Nicheurs prairiaux: nouvelles cartes pour la planification de mesures de conversation dans les régions de montagne et d’estivage

URS G. KORMANN , CLAIRE LISCHER , STEPHANIE MICHLER , HUBERT SCHÜRMANN , RETO SPAAR , MAURO MARTY , NICA HUBER

Les prairies et pâturages d’altitude sont considérés comme les ultimes refuges actuels des oiseaux des prairies en Suisse. La Station ornithologique suisse a développé des cartes nationales à haute résolution qui indiquent les zones de présence avérée et potentielle de cinq espèces d’oiseaux vulnérables ou potentiellement menacées nichant au sol dans les herbages des zones de montagne I-IV et en région d’estivage. Ces cartes visent à aider les acteurs de la protection de la nature et du paysage à planifier des mesures de conservation et des contrôles d’efficacité, et à identifier d’éventuels conflits d’intérêts. Les cartes et documents d’accompagnement seront disponibles gratuitement en ligne à partir de mars 2025 et seront mis à jour périodiquement.
________________
- Tâches à réaliser:
- 1) Répondez aux questions suivantes d'après l'extrait fourni :
(a) Quel organisme a développé les cartes nationales ?
(b) Combien d'espèces d'oiseaux ces cartes couvrent-elles ?
(c) À partir de quand les cartes seront-elles disponibles en ligne ?
- 2) Reproduisez sans modification le passage de l'extrait fourni allant de « Les prairies et » à « à jour périodiquement. ».

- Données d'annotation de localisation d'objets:
________________
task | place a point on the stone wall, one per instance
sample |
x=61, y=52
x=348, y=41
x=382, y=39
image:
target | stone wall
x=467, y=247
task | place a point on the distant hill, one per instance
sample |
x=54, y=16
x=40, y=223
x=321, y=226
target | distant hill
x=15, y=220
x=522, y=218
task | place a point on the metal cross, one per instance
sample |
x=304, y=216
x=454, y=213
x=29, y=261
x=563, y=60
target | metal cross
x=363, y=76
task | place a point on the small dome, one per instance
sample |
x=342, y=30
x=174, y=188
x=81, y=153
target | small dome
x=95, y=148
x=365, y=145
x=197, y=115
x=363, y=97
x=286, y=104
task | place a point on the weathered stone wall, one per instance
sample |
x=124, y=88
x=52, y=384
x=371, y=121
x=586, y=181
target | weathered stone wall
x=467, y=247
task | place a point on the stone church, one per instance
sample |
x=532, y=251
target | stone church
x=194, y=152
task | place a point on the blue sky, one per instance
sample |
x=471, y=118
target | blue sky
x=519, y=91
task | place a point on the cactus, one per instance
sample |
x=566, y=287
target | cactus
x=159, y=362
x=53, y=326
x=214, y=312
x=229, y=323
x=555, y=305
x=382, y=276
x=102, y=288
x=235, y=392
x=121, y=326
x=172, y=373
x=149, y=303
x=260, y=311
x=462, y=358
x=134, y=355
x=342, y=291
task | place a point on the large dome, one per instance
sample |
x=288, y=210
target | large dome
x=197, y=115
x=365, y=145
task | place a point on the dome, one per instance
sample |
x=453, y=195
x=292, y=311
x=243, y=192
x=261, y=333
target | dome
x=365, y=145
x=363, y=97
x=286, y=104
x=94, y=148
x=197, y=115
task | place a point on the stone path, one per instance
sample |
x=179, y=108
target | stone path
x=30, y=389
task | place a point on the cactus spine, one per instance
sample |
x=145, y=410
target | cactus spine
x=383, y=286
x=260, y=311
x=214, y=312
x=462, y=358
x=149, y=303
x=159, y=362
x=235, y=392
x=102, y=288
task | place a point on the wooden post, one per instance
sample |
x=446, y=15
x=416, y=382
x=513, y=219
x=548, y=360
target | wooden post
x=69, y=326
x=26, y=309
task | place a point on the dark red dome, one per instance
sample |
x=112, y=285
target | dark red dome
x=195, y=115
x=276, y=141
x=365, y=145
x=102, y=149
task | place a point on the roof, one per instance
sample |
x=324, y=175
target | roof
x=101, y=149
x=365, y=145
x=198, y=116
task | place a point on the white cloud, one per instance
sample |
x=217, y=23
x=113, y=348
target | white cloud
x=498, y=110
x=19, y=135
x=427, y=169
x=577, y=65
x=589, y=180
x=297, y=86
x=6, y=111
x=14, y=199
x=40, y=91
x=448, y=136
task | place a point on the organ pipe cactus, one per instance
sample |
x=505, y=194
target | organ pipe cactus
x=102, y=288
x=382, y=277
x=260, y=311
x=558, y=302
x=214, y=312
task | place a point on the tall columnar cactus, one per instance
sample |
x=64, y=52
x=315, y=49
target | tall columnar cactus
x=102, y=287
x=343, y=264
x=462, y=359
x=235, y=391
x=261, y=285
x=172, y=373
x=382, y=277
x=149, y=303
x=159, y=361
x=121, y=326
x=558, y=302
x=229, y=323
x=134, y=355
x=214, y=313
________________
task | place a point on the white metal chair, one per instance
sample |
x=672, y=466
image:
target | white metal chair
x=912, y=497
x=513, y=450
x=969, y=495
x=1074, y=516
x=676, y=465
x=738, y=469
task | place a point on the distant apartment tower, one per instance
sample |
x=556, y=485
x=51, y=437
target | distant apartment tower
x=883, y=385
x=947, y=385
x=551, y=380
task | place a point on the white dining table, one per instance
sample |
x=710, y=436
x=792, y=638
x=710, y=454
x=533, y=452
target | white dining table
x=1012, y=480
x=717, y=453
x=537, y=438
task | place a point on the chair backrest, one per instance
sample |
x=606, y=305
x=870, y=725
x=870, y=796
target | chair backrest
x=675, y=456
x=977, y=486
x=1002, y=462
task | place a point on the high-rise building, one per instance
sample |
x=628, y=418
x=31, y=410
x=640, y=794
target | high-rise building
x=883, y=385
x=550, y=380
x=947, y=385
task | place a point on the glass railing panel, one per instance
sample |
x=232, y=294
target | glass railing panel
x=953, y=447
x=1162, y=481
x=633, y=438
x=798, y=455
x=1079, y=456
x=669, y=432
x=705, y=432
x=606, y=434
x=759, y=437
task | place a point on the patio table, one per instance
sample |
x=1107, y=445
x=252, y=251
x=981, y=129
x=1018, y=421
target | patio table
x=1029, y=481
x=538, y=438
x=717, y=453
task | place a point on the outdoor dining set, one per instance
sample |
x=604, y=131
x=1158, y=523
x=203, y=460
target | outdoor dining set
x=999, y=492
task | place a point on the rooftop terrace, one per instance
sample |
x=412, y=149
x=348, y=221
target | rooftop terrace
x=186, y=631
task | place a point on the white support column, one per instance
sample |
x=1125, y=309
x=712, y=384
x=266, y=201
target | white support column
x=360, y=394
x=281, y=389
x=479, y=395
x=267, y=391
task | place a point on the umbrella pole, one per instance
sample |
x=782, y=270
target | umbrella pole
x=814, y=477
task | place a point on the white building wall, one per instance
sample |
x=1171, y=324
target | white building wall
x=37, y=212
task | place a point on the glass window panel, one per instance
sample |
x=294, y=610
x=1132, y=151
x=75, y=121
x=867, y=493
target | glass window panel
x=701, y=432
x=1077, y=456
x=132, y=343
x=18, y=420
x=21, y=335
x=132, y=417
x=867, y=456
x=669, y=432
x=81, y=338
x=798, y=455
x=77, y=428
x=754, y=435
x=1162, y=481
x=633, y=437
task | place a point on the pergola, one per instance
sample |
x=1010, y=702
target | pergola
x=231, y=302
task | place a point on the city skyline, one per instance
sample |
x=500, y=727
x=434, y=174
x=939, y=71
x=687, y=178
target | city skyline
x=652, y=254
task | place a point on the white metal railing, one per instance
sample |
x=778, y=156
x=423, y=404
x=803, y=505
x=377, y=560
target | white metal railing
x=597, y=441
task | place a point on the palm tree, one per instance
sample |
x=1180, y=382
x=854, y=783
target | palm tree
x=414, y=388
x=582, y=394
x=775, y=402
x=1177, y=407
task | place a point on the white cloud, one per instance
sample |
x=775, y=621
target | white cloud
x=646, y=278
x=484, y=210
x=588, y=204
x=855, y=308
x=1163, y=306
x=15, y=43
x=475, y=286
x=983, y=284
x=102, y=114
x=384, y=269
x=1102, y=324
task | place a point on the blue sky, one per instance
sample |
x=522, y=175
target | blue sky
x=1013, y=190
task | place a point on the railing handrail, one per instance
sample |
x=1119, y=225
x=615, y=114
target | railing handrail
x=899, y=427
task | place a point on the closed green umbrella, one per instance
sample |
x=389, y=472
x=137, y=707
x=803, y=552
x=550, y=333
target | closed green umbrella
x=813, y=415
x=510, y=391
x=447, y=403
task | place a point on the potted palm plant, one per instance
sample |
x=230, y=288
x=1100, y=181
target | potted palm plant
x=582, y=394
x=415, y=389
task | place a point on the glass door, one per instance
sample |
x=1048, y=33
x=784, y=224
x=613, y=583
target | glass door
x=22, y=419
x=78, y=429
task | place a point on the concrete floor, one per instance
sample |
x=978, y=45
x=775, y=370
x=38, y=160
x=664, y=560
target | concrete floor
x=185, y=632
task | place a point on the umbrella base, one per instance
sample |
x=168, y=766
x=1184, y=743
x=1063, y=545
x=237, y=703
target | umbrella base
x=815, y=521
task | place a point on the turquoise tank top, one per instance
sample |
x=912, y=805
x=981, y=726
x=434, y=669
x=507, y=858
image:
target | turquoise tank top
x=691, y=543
________________
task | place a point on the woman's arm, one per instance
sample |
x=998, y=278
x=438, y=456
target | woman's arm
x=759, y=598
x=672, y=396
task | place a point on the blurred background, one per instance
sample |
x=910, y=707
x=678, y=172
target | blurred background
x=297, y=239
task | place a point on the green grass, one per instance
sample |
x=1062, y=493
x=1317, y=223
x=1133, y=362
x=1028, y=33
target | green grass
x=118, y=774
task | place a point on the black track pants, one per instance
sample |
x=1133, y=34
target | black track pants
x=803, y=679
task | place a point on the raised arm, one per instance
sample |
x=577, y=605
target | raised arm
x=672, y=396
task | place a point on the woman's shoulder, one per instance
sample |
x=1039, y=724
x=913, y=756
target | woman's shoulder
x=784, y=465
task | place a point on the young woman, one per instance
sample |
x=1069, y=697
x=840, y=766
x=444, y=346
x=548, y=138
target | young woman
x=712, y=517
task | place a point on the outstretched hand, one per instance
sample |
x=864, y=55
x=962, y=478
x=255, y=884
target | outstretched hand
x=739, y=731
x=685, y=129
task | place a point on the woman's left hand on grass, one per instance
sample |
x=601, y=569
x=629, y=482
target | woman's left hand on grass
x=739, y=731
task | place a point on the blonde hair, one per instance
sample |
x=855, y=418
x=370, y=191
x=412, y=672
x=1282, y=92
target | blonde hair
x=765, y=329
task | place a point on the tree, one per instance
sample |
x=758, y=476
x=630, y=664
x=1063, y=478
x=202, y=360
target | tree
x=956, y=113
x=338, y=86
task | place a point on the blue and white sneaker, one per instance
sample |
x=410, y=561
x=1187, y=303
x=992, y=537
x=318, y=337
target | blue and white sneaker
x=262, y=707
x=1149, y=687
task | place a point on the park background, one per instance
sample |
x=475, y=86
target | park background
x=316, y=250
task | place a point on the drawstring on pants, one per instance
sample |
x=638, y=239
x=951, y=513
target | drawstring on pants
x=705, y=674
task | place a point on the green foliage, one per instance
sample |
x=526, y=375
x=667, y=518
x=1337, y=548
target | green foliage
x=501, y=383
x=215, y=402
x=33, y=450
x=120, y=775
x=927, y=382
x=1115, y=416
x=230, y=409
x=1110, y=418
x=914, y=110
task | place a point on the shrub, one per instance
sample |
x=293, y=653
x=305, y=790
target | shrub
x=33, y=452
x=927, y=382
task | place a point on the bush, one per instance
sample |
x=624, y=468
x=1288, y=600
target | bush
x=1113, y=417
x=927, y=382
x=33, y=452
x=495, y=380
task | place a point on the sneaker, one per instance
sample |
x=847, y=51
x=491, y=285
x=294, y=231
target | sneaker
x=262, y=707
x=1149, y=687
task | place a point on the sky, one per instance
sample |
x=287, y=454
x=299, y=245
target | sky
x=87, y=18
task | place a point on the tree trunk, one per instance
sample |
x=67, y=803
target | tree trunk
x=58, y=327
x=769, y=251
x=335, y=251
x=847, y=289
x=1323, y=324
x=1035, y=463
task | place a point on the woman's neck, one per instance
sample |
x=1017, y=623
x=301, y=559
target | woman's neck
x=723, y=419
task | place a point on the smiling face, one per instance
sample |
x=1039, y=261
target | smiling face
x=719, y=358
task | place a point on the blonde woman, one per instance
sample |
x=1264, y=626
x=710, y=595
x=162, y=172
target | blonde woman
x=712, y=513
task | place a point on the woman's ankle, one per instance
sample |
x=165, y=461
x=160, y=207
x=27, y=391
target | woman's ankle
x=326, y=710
________________
- Réponses ci-dessous:
- 1)
(a) La Station ornithologique suisse.
(b) Cinq espèces.
(c) À partir de mars 2025.

- 2)
Les prairies et pâturages d’altitude sont considérés comme les ultimes refuges actuels des oiseaux des prairies en Suisse. La Station ornithologique suisse a développé des cartes nationales à haute résolution qui indiquent les zones de présence avérée et potentielle de cinq espèces d’oiseaux vulnérables ou potentiellement menacées nichant au sol dans les herbages des zones de montagne I-IV et en région d’estivage. Ces cartes visent à aider les acteurs de la protection de la nature et du paysage à planifier des mesures de conservation et des contrôles d’efficacité, et à identifier d’éventuels conflits d’intérêts. Les cartes et documents d’accompagnement seront disponibles gratuitement en ligne à partir de mars 2025 et seront mis à jour périodiquement.